Using the entries below, transcribe exactly the line containing "Field-scouting task: mark every instance of the dark" and each line that follows it to the end.

Records from a point labeling set:

○ ○ ○ ○ ○ ○ ○

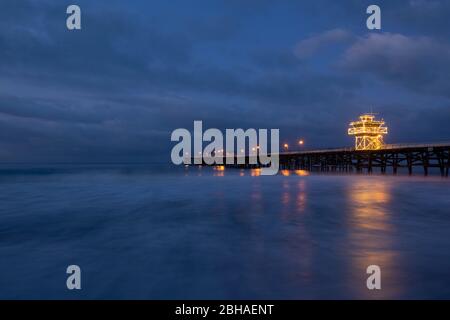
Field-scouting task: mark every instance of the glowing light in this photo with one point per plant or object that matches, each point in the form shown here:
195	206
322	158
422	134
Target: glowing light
255	172
285	173
301	173
368	132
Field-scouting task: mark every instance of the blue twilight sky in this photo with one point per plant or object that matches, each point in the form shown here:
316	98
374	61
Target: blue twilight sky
137	70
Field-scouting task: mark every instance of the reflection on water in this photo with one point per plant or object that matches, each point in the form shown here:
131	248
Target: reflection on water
186	234
371	233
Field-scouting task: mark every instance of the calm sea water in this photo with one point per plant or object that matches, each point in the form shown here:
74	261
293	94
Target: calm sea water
176	233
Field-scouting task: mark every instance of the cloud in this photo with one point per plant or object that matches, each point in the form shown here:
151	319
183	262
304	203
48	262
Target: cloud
418	63
308	47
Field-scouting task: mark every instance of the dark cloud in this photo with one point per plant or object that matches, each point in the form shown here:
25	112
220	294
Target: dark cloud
419	63
116	89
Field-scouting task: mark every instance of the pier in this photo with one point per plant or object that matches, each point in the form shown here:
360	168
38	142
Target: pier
412	158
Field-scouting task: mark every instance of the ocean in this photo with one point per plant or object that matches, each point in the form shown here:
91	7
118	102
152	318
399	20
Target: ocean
159	232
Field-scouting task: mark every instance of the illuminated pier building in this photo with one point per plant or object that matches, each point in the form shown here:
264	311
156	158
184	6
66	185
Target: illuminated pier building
368	132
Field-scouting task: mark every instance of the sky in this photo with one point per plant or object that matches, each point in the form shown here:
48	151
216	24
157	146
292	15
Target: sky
137	70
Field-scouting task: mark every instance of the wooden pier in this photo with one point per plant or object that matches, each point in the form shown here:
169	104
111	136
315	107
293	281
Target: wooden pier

○ ○ ○ ○ ○ ○ ○

Answer below:
Field-scouting task: mark every instance of the dark cloud in this photo with one point per plant or object that matches, each point in the form shown here:
25	112
220	294
Target: dark cloud
419	63
116	89
Field-scouting task: mark every instance of the pier in this photo with one point per plant or object that matches, each point in the form shown here:
360	168
38	142
Target: pier
412	158
Field-scouting task: mark every instance of the ocean in this photo with one point per plant or object that matches, each point in the form shown here:
91	7
118	102
152	318
399	20
Target: ocean
159	232
Field-scouting task: mark every instance of the illuminated pier building in this photo with one point per plant or object that matches, each point in the form shown here:
264	311
156	158
184	6
66	185
Target: illuminated pier building
368	132
Field-scouting task: mark every instance of the sky in this photo with one point per plant or object that matches, each point in the form shown here:
48	151
216	24
157	146
292	15
Target: sky
137	70
Field-scouting task: mark every instance of the wooden pier in this photo with one point per plant or object that matches, each point in the form shown here:
169	104
111	136
315	107
293	281
Target: wooden pier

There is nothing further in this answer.